- _Given instruction_: Reproduce the stretch of the forum discussion below from "In college we" through "for a trip.", word for word.

** Start Source excerpt **

You are here

The way they think is so flawed

Biostep7777's picture

How do you wrap your head around it? I mean...we see right through her but in what universe does s person actually think the stuff they say is valid when it's literally crazy talk? DH said no to SS doing baseball this fall because SS choose to do marching band and it's a huge commitment and he wouldn't be able to barely make any baseball games. DH said that would not be fair to the baseball team so that's a firm no way! Not cool! 
She then turned around and wrote another one of her famous essays (LOL) about how she's a single mom and has to work very hard to provide for the kids "needs" (last I knew..baseball is not a need and DH pays 100% for everything they mutually agree on. He just paid $2000 for younger SS baseball) and how dare him put all the burden on her to get the kids where they need to be and how she hopes he takes him but if he doesn't she sincerely hopes he doesn't just let SS sit around playing video games as "that's all they do at our house" ummmm not even close! 
 

We ignored her, sent the OFW to our attorney and letting them deal with it. She realllly never gets the hint. Everyone says to ignore her and she will get the hint. I'm telling you, this one? NOPE! She never ever will. 

FinallySkidFree's picture

Ignore, ignore, ignore. She won't stop. The only thing that stopped BM from contacting DH was when he physically blocked her from his phone the day SD turned 18. And even while blocked, she would send messages to DH via SS28. He ignores those as well. They are cut from the same cloth and need attention. Don't give it to her.

 

Rags's picture

In college we had a phrase "I buy, you fly" which meant that I would pay for  food, booze, etc... if a friend would drive including covering the gas for a trip.

DH is buying (Paying CSand for activities) BM can fly f(schlep the SKid around to activities).  Quit reading her drivel and stick to NO!  DH needs to stop paying for anything more than CS and anything else stipulated in the CO.  I like the one activity per semester or season model.  BM needs to learn that as a single mom, she does not get to dictate to DH,and she is no more important or qualified than DH to parent.  WIth her long history of crap, she is less qualified.

One thing that a CP needs absolute clarity on is that they have ZERO influence of the NCP's time including scheduling Skid activities during the NCP's time. If they do, the NCP has zero requirement to support anything the CP tries to implement during the NCP's time. And ... vise versa.

** End Source excerpt **
** Start Data extract **

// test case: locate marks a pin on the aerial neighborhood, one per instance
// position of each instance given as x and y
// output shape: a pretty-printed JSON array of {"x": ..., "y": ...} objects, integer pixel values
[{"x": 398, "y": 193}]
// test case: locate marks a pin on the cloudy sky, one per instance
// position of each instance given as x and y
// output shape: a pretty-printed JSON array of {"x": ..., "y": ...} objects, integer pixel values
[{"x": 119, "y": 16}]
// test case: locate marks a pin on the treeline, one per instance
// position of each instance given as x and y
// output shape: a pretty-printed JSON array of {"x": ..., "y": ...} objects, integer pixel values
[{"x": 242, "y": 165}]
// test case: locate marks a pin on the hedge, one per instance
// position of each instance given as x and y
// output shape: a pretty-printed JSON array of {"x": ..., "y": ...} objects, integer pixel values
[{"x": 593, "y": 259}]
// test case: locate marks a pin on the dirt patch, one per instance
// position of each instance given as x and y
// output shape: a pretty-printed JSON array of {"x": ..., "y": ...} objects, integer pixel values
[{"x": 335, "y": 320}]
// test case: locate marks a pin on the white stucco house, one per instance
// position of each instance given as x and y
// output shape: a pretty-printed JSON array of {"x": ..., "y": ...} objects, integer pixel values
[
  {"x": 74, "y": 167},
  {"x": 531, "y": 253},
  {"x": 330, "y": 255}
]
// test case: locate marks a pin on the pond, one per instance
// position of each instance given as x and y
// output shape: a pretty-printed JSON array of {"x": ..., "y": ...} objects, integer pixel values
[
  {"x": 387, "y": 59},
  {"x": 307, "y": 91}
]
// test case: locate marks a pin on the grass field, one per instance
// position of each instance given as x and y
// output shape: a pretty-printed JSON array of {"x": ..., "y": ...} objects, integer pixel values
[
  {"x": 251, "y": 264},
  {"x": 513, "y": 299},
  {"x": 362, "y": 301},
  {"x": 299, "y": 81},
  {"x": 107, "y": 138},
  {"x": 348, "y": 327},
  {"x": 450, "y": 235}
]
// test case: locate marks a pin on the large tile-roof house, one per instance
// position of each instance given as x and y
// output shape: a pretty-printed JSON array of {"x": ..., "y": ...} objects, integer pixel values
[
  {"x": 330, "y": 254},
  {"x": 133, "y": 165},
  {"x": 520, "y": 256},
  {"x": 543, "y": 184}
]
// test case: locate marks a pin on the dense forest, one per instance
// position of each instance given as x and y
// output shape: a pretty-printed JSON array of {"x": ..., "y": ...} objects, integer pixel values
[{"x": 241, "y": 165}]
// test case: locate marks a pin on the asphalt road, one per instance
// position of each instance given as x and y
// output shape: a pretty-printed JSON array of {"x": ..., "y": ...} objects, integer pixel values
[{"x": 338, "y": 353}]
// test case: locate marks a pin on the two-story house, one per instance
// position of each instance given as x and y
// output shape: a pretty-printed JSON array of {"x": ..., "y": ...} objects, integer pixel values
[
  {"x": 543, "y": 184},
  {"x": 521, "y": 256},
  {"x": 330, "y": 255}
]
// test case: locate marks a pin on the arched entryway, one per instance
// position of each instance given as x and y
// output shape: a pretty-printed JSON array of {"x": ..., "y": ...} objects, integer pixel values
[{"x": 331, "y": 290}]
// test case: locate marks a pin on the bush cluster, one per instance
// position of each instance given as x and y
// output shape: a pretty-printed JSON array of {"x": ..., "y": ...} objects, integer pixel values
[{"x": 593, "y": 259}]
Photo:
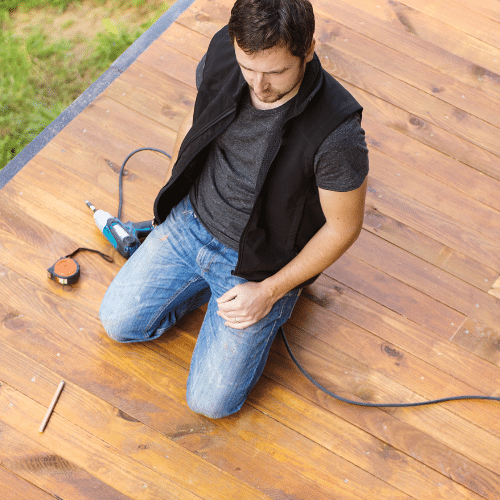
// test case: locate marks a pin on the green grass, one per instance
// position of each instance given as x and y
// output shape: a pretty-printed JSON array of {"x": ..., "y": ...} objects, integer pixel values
[{"x": 39, "y": 78}]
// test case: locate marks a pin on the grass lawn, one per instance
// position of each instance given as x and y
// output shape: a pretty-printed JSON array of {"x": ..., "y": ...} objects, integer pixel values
[{"x": 52, "y": 50}]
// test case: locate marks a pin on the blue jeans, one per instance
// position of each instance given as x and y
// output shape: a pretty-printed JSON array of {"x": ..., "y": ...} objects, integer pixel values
[{"x": 179, "y": 267}]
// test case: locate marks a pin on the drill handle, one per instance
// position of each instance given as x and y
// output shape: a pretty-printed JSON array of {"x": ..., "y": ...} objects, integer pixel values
[{"x": 140, "y": 229}]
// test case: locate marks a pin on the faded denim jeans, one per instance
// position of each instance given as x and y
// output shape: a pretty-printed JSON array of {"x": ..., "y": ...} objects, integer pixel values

** End Data extract **

- _Reply to the task_:
In college we had a phrase "I buy, you fly" which meant that I would pay for  food, booze, etc... if a friend would drive including covering the gas for a trip.